** BEGIN DATA ROWS **
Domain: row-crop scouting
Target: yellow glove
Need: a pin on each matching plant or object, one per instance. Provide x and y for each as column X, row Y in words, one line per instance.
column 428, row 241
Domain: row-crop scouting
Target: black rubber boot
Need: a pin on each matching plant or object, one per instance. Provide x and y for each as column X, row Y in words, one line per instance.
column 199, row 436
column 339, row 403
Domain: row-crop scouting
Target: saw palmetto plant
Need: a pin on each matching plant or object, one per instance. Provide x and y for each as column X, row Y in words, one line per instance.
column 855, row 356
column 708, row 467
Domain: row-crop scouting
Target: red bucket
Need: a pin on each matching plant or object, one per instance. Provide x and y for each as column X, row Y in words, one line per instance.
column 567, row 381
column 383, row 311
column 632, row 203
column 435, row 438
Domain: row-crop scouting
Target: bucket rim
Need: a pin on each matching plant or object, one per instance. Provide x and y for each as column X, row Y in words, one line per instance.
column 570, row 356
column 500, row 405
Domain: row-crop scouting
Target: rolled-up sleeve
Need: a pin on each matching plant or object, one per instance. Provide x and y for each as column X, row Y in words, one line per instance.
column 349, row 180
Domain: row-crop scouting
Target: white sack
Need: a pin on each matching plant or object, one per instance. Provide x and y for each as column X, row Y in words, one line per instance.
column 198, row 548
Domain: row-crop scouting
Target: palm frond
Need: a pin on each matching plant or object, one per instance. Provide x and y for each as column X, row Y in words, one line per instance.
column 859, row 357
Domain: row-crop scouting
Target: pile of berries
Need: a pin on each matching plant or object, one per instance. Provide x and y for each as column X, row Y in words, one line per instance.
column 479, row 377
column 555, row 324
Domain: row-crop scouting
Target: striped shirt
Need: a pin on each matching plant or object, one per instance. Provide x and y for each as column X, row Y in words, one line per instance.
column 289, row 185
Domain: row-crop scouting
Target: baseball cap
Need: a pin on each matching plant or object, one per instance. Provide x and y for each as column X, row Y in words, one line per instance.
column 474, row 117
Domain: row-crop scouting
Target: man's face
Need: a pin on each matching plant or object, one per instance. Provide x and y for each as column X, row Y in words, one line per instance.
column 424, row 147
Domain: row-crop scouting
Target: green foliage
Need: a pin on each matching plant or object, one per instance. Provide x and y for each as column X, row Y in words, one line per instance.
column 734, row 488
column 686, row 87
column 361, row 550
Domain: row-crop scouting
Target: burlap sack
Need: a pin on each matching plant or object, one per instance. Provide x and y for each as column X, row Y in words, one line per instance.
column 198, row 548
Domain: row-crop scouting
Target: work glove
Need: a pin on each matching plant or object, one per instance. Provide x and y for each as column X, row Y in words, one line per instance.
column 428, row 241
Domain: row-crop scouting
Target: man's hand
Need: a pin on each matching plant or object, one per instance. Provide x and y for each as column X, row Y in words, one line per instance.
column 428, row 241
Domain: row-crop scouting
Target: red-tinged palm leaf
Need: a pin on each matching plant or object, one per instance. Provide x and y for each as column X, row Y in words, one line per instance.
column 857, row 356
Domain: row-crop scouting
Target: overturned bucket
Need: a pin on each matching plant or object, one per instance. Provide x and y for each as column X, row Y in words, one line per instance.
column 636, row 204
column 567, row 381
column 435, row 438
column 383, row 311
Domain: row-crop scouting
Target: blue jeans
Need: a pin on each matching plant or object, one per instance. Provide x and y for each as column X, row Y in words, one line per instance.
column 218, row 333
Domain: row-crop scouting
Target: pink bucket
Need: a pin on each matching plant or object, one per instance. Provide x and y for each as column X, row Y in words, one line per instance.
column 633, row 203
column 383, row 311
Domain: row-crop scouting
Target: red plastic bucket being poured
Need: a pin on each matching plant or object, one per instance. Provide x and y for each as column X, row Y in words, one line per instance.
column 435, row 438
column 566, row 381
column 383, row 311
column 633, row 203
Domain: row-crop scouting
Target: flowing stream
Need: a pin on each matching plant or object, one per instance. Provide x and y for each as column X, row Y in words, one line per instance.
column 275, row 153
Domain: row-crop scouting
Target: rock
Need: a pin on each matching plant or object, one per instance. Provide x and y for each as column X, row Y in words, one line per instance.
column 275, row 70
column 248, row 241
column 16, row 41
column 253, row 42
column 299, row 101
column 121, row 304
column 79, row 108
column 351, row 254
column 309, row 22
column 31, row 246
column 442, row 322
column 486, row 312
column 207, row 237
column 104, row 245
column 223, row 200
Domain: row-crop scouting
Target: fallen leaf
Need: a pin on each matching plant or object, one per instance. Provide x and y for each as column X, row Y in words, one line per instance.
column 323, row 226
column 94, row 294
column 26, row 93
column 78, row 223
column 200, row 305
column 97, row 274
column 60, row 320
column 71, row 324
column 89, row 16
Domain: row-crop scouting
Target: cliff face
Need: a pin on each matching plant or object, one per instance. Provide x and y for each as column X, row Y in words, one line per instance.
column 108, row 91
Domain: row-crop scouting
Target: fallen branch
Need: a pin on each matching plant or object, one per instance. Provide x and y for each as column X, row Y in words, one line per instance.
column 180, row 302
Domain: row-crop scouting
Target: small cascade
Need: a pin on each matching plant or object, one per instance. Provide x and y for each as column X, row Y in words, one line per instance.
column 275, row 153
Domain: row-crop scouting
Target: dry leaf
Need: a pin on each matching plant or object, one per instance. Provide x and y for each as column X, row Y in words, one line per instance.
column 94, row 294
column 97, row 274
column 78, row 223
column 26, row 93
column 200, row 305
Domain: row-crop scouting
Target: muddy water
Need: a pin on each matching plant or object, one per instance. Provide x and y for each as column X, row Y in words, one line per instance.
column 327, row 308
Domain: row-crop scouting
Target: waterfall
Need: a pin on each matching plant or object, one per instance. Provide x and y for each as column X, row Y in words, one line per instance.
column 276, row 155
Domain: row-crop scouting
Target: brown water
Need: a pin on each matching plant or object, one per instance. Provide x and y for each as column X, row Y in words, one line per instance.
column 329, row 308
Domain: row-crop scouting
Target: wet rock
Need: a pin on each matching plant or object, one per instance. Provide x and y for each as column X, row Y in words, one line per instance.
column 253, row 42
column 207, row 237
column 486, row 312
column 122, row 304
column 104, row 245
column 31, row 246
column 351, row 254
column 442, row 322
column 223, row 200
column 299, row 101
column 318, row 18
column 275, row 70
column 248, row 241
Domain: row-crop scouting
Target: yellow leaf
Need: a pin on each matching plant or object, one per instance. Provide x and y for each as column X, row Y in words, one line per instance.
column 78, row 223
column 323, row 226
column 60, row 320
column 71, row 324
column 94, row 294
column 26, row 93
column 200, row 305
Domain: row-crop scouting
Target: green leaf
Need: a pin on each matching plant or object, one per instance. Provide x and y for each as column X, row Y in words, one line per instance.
** END DATA ROWS **
### REQUIRED TASK
Write the rows above as a JSON list of strings, from the first line through the line containing "column 289, row 185", both included. Use one string per line and omit any blank lines.

### SOLUTION TO THIS EXERCISE
[
  "Domain: row-crop scouting",
  "Target: yellow glove",
  "Need: a pin on each matching plant or object, one per instance. Provide x and y for each as column X, row Y in words, one line per instance.",
  "column 428, row 241",
  "Domain: row-crop scouting",
  "Target: black rubber boot",
  "Need: a pin on each matching plant or object, one per instance. Provide x and y for each as column X, row Y in words, one line per instance.",
  "column 199, row 436",
  "column 339, row 403",
  "Domain: row-crop scouting",
  "Target: saw palmetto plant",
  "Need: a pin on each matching plant or object, one per instance. Provide x and y for each as column X, row Y in words, one line per instance.",
  "column 855, row 356",
  "column 708, row 467",
  "Domain: row-crop scouting",
  "Target: red bucket",
  "Need: a pin on each matching plant or object, one per instance. Provide x and y for each as column X, row Y in words, one line per instance.",
  "column 567, row 381",
  "column 383, row 311",
  "column 632, row 203",
  "column 435, row 438",
  "Domain: row-crop scouting",
  "Target: bucket rim",
  "Need: a pin on each matching plant or object, one per instance. Provide x and y for each as column X, row Y in words, one line per instance.",
  "column 570, row 356",
  "column 500, row 405",
  "Domain: row-crop scouting",
  "Target: rolled-up sleeve",
  "Need: a pin on each matching plant or object, one per instance. Provide x and y for each as column X, row Y in words, one line per instance.",
  "column 349, row 180",
  "Domain: row-crop scouting",
  "Target: white sack",
  "Need: a pin on each matching plant or object, one per instance. Provide x and y for each as column X, row Y in words, one line per instance.",
  "column 198, row 548",
  "Domain: row-crop scouting",
  "Target: palm frond",
  "Need: a pin on each matching plant or object, one per instance. Provide x and y for each as column X, row Y in words, one line per instance.",
  "column 859, row 357",
  "Domain: row-crop scouting",
  "Target: pile of berries",
  "Need: a pin on each matching plant or object, one per instance. Provide x and y for each as column X, row Y in words, one line per instance.",
  "column 479, row 377",
  "column 555, row 324",
  "Domain: row-crop scouting",
  "Target: striped shirt",
  "Need: a pin on each matching plant or object, one per instance. Provide x and y for each as column X, row Y in words, one line per instance.",
  "column 289, row 185"
]